GIVEN INSTRUCTION
In your copy, leave out the pictures and repeat the entries below exactly.

INFORMATION PROVIDED

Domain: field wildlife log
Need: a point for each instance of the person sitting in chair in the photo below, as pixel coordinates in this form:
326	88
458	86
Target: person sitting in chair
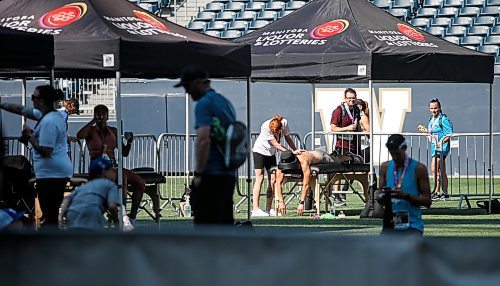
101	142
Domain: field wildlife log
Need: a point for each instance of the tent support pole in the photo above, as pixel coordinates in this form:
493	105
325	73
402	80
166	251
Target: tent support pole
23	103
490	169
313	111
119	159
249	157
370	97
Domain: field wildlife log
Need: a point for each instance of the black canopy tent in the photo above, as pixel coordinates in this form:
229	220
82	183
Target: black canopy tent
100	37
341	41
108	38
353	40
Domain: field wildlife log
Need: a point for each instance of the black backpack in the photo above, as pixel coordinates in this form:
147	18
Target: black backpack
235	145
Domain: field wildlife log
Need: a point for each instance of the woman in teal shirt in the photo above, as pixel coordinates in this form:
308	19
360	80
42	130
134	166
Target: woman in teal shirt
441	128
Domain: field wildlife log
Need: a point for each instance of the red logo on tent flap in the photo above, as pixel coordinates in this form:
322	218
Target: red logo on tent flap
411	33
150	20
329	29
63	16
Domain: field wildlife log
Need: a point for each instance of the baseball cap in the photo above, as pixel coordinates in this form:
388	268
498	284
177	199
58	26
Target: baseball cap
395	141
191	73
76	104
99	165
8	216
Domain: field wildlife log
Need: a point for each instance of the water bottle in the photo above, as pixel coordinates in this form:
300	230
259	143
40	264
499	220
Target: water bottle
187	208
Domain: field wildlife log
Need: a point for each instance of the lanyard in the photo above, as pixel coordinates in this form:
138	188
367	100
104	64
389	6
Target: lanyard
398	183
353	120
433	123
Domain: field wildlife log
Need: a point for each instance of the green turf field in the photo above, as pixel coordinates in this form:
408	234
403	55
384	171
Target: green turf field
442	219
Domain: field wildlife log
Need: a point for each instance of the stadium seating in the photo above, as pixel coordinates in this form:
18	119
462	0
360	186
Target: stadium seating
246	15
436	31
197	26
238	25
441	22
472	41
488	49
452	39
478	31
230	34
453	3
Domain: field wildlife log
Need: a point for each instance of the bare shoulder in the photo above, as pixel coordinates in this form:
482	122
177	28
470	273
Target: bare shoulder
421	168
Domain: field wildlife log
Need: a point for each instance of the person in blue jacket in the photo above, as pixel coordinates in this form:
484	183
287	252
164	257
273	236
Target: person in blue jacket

EXERCISE ANSWER
Domain: field wildlife log
Need: a point for each instance of the person sitting in chair in the photo below, as pixel coordinates in this form:
326	88
458	86
Target: person sitting in chair
101	142
Domain: field wildlife log
Need: a point for each instance of the tent support pole in the photo above, as pixel coordinates in this form:
493	105
325	73
402	80
166	251
Target: tent support pole
23	103
490	169
313	111
119	159
249	157
370	97
Domain: field wildlife log
Need: a point for each instance of the black canopy tent in the photo above, as pixel coordinates in this form:
229	220
82	183
Target: black canopy tent
100	37
341	41
108	38
353	40
Domain: field wildlife log
Need: a point for each instance of the black backpack in the photo above, as pixel coordinates in this form:
147	18
Target: black backpack
235	145
Domain: field wildlife log
Need: a point for each instance of the woman in teal shirt in the photo above, as pixel coordinates in this form:
308	19
360	80
42	130
134	166
Target: woman in teal shirt
441	128
Domain: field wildlife log
Need: a point for each instance of the red logo on tent flap in the photo above, as pixel coordinates in this form:
322	218
Target: red logo on tent flap
411	33
150	20
329	29
63	16
Domain: field wildlife log
Need: a point for each instance of the baseball cap in the photo above, as pixel coordinates in this form:
388	268
498	284
177	199
58	26
Target: baseball cap
395	141
191	73
76	104
99	165
8	216
Domain: field wildlife log
Need: a point for each instance of the water bottle in the photo above, as pixel coordinates in this form:
300	230
259	143
40	264
499	220
Target: water bottle
187	208
Domain: field wildlife log
Need: a point for each instance of the lanyard in the photo above, as pixel coordinates in this form:
138	188
367	100
104	64
389	6
Target: lanyard
398	183
353	120
433	123
Domain: field wildlife log
Need: a point for each instance of the green turf field in the photo above, as pixel coordinates in this form:
408	234
403	55
384	171
Target: green turf field
442	219
Domain: field wildlife log
Need: a point for each instance of the stadium seating in the photo above, as pixel coordinates in this form:
18	119
462	0
360	186
Target: stadium seating
246	15
436	31
197	26
238	25
441	22
472	41
488	49
452	39
478	31
230	34
453	3
Domain: field wildlife log
Need: a point for each instance of the bare shoulder in the photo above, as pixel coordinates in this form:
482	122
177	28
470	273
Target: bare shoulder
421	168
Domain: field wildlife log
Need: a point for each instance of the person in blue jacket in the photo above, as pixel coordinates in this form:
484	183
287	252
164	257
273	236
Target: person in blue jacket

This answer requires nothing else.